(HOW TO COMPLETE THIS TASK) How many lines in the data that follows contain the word "shirt"? Only that number is needed.

(GIVEN INFORMATION)
↓↓↓

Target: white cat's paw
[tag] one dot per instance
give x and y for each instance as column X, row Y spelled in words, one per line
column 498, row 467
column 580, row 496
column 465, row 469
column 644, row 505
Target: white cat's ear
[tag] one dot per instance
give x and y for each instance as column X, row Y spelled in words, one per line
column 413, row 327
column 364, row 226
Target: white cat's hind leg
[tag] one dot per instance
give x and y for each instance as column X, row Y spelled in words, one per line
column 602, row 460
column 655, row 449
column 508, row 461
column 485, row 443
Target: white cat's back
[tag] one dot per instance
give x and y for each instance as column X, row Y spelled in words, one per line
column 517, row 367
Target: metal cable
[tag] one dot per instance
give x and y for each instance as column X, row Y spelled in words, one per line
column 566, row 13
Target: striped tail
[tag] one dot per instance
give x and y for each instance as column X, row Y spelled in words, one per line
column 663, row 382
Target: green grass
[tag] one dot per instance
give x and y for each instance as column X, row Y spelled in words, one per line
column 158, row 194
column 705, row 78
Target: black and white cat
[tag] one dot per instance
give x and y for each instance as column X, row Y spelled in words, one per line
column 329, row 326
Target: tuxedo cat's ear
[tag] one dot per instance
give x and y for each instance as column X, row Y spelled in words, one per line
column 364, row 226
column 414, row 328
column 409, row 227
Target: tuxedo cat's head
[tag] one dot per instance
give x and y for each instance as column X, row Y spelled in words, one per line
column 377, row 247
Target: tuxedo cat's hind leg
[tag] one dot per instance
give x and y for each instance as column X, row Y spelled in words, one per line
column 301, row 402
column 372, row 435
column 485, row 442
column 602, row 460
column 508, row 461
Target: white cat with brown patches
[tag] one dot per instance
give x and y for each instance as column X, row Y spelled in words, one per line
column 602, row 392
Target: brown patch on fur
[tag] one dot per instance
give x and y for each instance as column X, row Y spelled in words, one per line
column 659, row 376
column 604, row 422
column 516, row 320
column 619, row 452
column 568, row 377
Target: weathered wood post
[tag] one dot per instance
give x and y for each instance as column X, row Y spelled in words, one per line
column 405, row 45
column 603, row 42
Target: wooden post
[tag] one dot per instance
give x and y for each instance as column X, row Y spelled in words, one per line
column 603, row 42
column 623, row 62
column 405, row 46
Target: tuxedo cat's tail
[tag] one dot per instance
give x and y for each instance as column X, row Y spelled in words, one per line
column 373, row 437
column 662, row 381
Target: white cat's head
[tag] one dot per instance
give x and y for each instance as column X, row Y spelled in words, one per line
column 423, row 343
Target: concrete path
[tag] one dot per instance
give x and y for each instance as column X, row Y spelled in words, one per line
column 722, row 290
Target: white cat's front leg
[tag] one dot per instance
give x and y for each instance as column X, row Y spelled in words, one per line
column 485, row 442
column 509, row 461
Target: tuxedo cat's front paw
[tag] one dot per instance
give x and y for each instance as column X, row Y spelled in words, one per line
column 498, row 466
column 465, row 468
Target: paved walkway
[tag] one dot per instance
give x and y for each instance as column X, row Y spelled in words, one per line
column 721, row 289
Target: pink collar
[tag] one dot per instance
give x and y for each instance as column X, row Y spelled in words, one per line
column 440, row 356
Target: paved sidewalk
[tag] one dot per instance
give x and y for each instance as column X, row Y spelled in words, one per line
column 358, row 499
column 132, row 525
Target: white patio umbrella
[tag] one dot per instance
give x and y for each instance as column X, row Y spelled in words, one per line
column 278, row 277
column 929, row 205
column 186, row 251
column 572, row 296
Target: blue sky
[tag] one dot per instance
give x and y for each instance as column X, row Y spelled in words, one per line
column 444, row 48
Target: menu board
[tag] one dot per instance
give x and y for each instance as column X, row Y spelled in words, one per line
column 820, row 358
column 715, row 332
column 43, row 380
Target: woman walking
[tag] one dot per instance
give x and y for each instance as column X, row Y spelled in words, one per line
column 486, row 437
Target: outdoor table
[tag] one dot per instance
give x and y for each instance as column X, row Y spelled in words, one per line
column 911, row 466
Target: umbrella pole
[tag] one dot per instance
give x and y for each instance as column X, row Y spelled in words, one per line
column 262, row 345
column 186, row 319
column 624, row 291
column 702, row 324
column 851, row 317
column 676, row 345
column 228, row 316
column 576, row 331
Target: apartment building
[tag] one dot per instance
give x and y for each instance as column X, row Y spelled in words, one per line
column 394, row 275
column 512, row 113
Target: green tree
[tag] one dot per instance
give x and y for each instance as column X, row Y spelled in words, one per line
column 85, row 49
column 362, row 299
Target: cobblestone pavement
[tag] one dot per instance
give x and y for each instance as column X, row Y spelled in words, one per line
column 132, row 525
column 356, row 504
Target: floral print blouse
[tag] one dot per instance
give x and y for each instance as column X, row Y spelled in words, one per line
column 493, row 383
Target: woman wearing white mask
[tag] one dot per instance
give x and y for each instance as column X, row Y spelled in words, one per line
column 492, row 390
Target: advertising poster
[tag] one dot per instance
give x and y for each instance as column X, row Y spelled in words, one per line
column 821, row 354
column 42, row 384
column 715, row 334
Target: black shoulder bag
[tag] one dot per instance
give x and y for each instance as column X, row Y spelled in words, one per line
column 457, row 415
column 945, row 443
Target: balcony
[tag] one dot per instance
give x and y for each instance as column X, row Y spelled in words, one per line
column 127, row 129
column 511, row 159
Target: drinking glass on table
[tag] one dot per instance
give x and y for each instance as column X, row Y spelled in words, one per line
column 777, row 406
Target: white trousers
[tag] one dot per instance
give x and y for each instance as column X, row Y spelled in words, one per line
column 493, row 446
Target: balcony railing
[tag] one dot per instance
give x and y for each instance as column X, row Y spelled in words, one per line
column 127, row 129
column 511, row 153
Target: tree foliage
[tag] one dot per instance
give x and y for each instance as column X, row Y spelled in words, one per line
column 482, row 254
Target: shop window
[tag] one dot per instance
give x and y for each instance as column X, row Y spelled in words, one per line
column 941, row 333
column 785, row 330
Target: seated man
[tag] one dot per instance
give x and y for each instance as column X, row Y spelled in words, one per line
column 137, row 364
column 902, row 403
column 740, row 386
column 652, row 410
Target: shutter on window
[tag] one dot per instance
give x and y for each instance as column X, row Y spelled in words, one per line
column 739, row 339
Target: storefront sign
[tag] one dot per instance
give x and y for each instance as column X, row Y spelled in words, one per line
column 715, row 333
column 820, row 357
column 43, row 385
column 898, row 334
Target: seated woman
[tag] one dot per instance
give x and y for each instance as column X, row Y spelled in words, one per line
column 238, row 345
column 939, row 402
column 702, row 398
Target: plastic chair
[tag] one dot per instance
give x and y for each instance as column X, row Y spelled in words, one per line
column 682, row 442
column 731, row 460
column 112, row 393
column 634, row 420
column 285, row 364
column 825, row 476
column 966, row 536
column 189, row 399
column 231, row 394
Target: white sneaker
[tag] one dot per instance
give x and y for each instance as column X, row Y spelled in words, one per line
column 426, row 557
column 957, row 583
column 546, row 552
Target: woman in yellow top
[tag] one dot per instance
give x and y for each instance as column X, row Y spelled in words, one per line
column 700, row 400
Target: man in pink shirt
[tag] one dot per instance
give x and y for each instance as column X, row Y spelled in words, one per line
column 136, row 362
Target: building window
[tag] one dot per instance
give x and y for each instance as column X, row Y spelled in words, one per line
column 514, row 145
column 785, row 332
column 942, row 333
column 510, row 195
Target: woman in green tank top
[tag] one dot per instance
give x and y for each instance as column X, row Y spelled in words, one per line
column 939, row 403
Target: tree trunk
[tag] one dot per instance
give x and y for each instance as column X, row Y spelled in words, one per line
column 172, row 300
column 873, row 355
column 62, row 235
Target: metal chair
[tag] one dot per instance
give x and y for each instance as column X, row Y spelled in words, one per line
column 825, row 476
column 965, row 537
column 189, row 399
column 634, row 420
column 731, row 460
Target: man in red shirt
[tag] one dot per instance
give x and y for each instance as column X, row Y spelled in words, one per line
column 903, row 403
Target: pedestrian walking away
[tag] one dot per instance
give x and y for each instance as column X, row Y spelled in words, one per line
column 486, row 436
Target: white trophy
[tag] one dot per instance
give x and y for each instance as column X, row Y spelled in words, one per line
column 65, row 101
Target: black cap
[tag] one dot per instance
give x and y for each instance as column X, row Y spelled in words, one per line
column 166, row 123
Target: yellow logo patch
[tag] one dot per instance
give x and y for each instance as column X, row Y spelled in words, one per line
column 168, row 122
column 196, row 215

↑↑↑

(YOUR SOLUTION) 2